Data excerpts
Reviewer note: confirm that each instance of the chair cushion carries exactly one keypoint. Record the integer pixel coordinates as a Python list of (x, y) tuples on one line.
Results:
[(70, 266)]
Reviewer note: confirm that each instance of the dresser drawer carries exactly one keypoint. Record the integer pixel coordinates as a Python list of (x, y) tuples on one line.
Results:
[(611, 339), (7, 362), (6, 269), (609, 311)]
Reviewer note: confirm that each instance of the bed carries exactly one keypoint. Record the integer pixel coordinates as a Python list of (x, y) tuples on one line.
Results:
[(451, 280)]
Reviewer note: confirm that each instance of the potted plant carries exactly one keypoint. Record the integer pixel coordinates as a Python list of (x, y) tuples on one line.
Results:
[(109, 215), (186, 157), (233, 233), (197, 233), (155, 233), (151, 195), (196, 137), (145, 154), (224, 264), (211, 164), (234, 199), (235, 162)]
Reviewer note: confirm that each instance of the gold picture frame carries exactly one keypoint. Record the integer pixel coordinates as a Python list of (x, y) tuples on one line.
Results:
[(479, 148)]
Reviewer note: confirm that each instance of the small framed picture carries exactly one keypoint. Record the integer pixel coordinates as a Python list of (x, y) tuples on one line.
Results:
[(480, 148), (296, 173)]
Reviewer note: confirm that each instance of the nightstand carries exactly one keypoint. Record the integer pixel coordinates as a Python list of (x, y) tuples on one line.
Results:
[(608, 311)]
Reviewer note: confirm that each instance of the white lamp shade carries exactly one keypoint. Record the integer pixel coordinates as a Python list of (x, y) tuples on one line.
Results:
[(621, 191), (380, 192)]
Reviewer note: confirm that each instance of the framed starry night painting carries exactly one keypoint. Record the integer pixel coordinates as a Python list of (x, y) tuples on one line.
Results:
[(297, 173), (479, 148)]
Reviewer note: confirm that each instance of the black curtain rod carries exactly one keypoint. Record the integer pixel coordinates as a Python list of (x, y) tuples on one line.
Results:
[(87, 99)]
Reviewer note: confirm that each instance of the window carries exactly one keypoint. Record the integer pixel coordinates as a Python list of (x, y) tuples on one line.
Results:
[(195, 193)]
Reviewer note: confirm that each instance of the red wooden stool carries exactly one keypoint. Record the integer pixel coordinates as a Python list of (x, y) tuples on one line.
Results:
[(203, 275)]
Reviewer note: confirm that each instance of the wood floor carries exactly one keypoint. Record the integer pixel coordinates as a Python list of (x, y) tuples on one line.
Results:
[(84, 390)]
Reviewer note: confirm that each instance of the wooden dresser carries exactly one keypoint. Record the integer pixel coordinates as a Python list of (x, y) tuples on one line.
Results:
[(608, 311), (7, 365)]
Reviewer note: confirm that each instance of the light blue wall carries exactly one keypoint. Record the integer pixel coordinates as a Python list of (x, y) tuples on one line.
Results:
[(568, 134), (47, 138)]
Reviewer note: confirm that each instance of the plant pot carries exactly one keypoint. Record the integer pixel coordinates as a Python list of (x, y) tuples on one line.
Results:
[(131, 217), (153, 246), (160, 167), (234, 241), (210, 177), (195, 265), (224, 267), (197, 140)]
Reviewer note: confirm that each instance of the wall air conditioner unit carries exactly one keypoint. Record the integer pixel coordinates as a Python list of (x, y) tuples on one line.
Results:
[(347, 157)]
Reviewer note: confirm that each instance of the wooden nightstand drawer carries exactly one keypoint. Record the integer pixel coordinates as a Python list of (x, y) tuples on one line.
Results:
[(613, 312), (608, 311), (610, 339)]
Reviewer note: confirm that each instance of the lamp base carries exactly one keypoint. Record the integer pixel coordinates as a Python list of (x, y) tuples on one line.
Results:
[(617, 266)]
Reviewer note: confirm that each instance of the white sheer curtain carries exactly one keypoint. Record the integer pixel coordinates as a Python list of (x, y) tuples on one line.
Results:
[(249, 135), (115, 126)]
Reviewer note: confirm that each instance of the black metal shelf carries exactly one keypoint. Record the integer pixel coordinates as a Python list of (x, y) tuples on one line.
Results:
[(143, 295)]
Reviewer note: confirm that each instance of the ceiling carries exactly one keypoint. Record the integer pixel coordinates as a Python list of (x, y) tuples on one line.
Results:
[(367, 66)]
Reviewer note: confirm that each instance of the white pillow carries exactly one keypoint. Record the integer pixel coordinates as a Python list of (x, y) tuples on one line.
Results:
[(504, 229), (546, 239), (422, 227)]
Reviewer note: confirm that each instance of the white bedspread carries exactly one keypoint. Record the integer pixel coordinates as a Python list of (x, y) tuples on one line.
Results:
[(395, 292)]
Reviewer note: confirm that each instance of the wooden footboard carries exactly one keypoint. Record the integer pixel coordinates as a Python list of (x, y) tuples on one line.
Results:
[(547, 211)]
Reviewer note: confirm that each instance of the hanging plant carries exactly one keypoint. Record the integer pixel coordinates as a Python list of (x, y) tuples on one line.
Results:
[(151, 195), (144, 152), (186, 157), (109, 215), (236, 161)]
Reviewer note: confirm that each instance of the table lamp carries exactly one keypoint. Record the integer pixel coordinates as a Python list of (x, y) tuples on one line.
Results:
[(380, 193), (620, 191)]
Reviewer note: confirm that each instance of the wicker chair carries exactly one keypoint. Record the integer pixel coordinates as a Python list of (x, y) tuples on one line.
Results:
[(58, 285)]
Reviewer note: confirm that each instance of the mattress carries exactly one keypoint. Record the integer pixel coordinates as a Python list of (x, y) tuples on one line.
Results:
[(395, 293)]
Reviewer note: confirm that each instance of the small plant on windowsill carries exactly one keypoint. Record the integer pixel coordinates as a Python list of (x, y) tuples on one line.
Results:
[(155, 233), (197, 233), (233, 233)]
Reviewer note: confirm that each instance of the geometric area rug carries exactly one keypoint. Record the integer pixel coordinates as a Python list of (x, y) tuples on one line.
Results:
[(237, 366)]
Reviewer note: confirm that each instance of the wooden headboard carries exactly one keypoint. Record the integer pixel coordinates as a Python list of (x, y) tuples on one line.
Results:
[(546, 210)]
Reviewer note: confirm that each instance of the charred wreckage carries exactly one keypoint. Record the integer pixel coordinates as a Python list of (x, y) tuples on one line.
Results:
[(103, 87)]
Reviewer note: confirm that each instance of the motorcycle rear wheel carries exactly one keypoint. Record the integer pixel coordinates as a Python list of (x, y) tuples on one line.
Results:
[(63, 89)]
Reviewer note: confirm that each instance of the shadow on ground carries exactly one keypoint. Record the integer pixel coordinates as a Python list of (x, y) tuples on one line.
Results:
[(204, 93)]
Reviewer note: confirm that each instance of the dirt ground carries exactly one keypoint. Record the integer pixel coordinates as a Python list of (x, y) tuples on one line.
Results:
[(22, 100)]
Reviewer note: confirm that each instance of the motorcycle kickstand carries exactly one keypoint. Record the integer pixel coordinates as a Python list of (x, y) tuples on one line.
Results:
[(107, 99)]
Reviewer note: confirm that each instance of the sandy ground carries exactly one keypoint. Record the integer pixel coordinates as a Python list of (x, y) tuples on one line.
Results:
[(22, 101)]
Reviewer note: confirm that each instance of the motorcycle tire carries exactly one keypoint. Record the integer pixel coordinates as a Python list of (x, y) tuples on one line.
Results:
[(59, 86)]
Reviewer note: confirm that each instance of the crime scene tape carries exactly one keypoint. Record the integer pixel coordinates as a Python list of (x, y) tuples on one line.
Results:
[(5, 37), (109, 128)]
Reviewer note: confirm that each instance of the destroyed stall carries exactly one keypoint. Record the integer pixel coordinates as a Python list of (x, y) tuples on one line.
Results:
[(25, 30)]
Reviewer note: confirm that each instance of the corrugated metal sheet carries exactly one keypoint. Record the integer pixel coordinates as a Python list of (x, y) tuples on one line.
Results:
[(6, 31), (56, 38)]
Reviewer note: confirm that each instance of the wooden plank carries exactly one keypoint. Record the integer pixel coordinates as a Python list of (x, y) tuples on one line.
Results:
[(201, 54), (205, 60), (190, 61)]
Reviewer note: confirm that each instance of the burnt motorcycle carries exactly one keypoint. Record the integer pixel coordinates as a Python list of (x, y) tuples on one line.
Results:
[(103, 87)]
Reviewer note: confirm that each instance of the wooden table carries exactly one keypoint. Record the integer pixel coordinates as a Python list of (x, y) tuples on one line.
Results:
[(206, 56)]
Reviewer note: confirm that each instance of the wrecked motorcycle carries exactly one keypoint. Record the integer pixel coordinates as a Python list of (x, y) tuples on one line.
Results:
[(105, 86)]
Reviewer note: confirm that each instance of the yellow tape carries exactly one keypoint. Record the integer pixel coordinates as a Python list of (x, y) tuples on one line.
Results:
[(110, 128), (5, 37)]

Problem
Scan the data above; copy every line where "framed" appears.

Answer to this task
Reviewer note: confirm that each instance of the small framed picture carries exactly one keypoint. Record the integer pixel coordinates as a Python list of (x, y) tuples on one line.
Reviewer note: confirm that each instance of the framed starry night painting carries exactly one keypoint. Record the integer pixel coordinates as a Python list of (x, y) tuples on one line.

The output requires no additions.